▸ **Tekst dokumentu**

Bramkarz ma takie miejsce na boisku, że najbardziej jest narażony na kontakt z kibicami. Może uslyszeć najwięcej złych rzeczy, itp. Jak działa na Pana taki antydoping?
Najbardziej przeszkadza mi w komunikacji z moimi obrońcami, bo nic nie słyszę gdy jest głośno, a chce im coś podpowiedzieć. A to, co krzyczą fani, nie dociera do mnie, skupiam się bowiem na meczu. Trzeba się koncentrować na piłce.
Grał Pan w derbach Śląska wielokrotnie jako bramkarz Polonii Bytom i Ruchu Chorzów. Jakie ma Pan wspomnienia związane z tamtymi meczami?
Kiedy grałem w Ruchu, to na meczach u nas było ponad 10 tysięcy ludzi, a jak graliśmy w Zabrzu, to stadion Górnika był w przebudowie i nie było publiczności. Nie grałem derbów na Stadionie Śląskim, ominęły mnie więc te z bardzo wysoką frekwencją. Spodziewam się, że zagram teraz przy największej publiczności, może nawet przy komplecie, 30 tysiącach ludzi. Dla mnie będzie to duże wydarzenie. Cieszę się, że będę miał okazję zagrać w tym meczu.
A ma Pan jakieś derbowe wspomnienia z czasów gry w Grecji?
Gdy byłem zawodnikiem Arisu Saloniki, mieliśmy mecz z PAOK-iem. Byliśmy przed meczem na kolacji i nasi kibice weszli nawet do naszych pokojów, wiadomo czego chcieli - naszego zwycięstwa. Była duża presja. Przegraliśmy spotkanie rozgrywane na wyjeździe, ja siedziałem na ławce rezerwowych. Było gorąco, na murawę poleciała butelka z whisky. Latały monety, jakieś przedmioty. Do szatni trzeba było schodzić z głową między rękami, by nie zostać trafionym.
Jest Pan doświadczonym zawodnikiem, więc już pewnie Pana nic niezaskoczy.
W każdym meczu może coś zaskoczyć, trzeba być przygotowanym i skoncentrowanym. Różne rzeczy się zdarzają, dlatego piłka jest nieprzewidywalna. Straciłem już gola po strzale z 65 metrów, gdy pokonał mnie Tomasz Hajto - i mam nadzieję, że już takiego nie przepuszczę.

▸ **Polecenia do wykonania**
[a] Sprawdź, czy zgodne z wywiadem są stwierdzenia: (i) w czasie gry bramkarza w Ruchu na domowe mecze przychodziło ponad 10 tysięcy ludzi; (ii) bramkarz grał w derbach na Stadionie Śląskim; (iii) w meczu Arisu Saloniki z PAOK-iem bramkarz wystąpił na boisku. Przy każdym odpowiedz „tak” lub „nie” i przytocz dosłownie rozstrzygające słowa wywiadu.
[b] Powtórz bez zmian fragment wywiadu zawarty między „Kiedy grałem w” a „gry w Grecji?”, łącznie z tymi słowami.
Wiersze pochodzą z innego źródła niż wywiad.

▸ **Wiersze danych**
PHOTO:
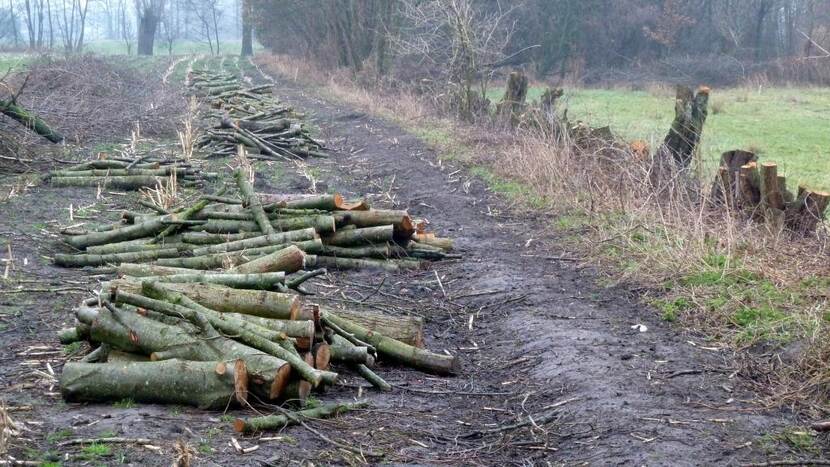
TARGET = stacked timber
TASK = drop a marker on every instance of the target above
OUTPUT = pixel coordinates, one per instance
(745, 185)
(129, 174)
(208, 308)
(252, 117)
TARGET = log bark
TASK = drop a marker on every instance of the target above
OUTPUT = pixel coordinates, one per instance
(271, 305)
(263, 281)
(77, 261)
(330, 262)
(407, 354)
(361, 237)
(144, 270)
(29, 120)
(256, 242)
(277, 422)
(201, 384)
(690, 111)
(144, 229)
(290, 259)
(129, 182)
(247, 333)
(250, 199)
(407, 329)
(131, 332)
(343, 351)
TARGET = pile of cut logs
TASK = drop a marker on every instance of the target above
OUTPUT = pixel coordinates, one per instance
(129, 174)
(252, 117)
(207, 309)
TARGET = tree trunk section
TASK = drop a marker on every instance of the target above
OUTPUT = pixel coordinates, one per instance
(207, 385)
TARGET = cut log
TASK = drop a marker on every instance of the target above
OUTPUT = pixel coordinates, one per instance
(256, 242)
(290, 259)
(263, 281)
(690, 111)
(250, 198)
(343, 351)
(131, 332)
(407, 354)
(144, 270)
(129, 182)
(277, 422)
(361, 237)
(330, 262)
(407, 329)
(77, 261)
(272, 305)
(202, 384)
(76, 333)
(31, 121)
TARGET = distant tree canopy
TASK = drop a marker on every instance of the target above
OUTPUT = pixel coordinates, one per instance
(573, 36)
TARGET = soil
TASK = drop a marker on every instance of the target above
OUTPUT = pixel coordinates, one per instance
(593, 376)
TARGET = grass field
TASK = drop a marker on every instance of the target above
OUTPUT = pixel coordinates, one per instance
(787, 125)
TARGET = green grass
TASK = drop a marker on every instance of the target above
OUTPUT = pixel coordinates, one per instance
(787, 125)
(109, 47)
(14, 62)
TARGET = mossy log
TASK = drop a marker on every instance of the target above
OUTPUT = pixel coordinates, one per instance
(251, 200)
(327, 202)
(246, 332)
(201, 384)
(290, 259)
(265, 304)
(134, 333)
(361, 237)
(430, 239)
(343, 351)
(77, 261)
(129, 182)
(117, 356)
(205, 238)
(400, 220)
(31, 121)
(261, 281)
(690, 111)
(256, 242)
(406, 354)
(407, 329)
(161, 172)
(140, 245)
(278, 422)
(144, 229)
(144, 270)
(322, 224)
(77, 333)
(331, 262)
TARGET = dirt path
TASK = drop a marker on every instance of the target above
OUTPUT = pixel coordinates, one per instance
(540, 345)
(543, 332)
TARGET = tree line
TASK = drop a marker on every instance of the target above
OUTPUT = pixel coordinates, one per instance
(553, 37)
(141, 25)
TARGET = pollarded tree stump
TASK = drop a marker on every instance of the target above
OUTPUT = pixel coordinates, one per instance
(513, 103)
(690, 111)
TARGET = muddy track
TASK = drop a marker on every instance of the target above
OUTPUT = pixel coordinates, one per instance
(537, 340)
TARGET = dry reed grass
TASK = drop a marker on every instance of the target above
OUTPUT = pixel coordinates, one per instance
(723, 276)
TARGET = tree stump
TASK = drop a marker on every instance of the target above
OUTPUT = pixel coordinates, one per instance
(690, 111)
(513, 103)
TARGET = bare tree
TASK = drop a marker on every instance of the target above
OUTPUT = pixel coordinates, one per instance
(247, 30)
(460, 43)
(149, 14)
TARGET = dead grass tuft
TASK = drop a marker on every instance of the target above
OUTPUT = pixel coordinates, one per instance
(8, 429)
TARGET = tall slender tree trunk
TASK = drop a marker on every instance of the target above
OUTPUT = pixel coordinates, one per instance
(247, 30)
(147, 24)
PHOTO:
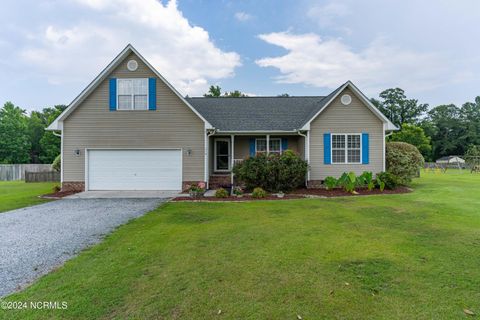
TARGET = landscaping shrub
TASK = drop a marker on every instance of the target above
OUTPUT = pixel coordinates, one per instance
(238, 191)
(259, 193)
(388, 180)
(57, 163)
(330, 183)
(366, 180)
(272, 172)
(348, 181)
(221, 193)
(403, 160)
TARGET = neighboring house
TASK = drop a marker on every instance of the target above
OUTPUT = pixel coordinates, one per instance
(131, 130)
(451, 161)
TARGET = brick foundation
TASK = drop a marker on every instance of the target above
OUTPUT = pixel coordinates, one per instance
(187, 184)
(219, 181)
(314, 184)
(73, 186)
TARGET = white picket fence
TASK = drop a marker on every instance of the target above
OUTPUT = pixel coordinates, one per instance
(9, 172)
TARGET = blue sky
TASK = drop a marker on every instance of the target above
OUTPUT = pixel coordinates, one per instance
(52, 49)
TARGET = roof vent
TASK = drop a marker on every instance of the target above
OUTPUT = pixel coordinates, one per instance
(132, 65)
(346, 99)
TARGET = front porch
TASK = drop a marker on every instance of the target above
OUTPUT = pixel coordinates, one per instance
(225, 151)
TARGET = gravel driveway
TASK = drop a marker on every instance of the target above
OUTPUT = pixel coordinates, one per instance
(35, 240)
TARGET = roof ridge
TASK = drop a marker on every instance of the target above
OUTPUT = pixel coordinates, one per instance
(250, 97)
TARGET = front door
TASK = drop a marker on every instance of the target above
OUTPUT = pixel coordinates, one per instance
(222, 154)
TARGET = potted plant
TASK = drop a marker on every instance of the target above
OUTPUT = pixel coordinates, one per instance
(238, 192)
(197, 190)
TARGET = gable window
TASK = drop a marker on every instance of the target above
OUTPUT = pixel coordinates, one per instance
(132, 94)
(222, 154)
(275, 145)
(346, 148)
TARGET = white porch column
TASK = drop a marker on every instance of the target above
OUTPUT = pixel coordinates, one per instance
(268, 143)
(232, 157)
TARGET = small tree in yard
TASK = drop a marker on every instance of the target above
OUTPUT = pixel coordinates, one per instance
(272, 172)
(403, 160)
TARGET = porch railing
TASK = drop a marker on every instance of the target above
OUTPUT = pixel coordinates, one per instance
(237, 161)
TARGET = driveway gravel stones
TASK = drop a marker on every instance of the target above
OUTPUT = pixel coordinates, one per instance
(35, 240)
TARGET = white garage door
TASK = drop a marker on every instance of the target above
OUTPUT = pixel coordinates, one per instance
(134, 169)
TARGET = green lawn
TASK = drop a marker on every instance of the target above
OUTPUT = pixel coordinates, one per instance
(18, 194)
(410, 256)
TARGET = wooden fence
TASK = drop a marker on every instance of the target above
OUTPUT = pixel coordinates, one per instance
(42, 176)
(9, 172)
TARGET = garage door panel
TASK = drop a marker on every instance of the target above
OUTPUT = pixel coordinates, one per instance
(134, 169)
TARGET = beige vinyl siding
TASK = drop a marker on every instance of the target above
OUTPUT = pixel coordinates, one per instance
(172, 125)
(242, 146)
(338, 118)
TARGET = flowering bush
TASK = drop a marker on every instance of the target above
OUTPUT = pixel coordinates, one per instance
(197, 190)
(272, 172)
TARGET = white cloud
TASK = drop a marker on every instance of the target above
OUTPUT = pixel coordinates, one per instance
(329, 63)
(326, 14)
(242, 16)
(183, 53)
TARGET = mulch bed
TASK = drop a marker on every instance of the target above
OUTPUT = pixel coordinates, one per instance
(338, 192)
(244, 198)
(302, 193)
(58, 195)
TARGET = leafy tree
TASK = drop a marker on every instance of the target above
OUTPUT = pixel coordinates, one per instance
(470, 119)
(234, 94)
(14, 136)
(414, 135)
(472, 156)
(213, 92)
(444, 126)
(403, 160)
(396, 107)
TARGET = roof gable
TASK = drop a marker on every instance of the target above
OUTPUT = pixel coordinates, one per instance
(57, 124)
(332, 96)
(256, 113)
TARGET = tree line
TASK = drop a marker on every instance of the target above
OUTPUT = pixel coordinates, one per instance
(439, 131)
(23, 138)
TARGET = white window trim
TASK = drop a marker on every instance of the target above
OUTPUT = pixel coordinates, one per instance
(270, 140)
(346, 147)
(133, 96)
(215, 155)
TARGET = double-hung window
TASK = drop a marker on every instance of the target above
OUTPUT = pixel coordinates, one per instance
(132, 94)
(346, 148)
(275, 145)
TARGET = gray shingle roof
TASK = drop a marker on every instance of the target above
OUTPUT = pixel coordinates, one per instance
(258, 113)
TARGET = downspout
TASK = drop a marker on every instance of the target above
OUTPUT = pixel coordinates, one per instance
(207, 155)
(307, 154)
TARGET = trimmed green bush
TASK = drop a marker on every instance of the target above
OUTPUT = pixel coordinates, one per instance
(403, 160)
(272, 172)
(259, 193)
(330, 183)
(221, 193)
(348, 181)
(57, 163)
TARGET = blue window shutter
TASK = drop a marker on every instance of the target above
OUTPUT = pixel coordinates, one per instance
(113, 94)
(327, 147)
(252, 147)
(284, 144)
(152, 94)
(365, 148)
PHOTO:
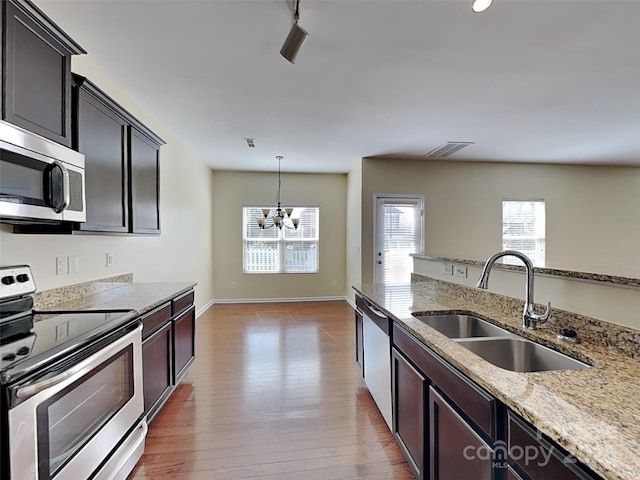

▸ **Pełne rozwiązania**
[a]
(i) Tak: „Kiedy grałem w Ruchu, to na meczach u nas było ponad 10 tysięcy ludzi”.
(ii) Nie: „Nie grałem derbów na Stadionie Śląskim”.
(iii) Nie: „ja siedziałem na ławce rezerwowych”.

[b]
Kiedy grałem w Ruchu, to na meczach u nas było ponad 10 tysięcy ludzi, a jak graliśmy w Zabrzu, to stadion Górnika był w przebudowie i nie było publiczności. Nie grałem derbów na Stadionie Śląskim, ominęły mnie więc te z bardzo wysoką frekwencją. Spodziewam się, że zagram teraz przy największej publiczności, może nawet przy komplecie, 30 tysiącach ludzi. Dla mnie będzie to duże wydarzenie. Cieszę się, że będę miał okazję zagrać w tym meczu.
A ma Pan jakieś derbowe wspomnienia z czasów gry w Grecji?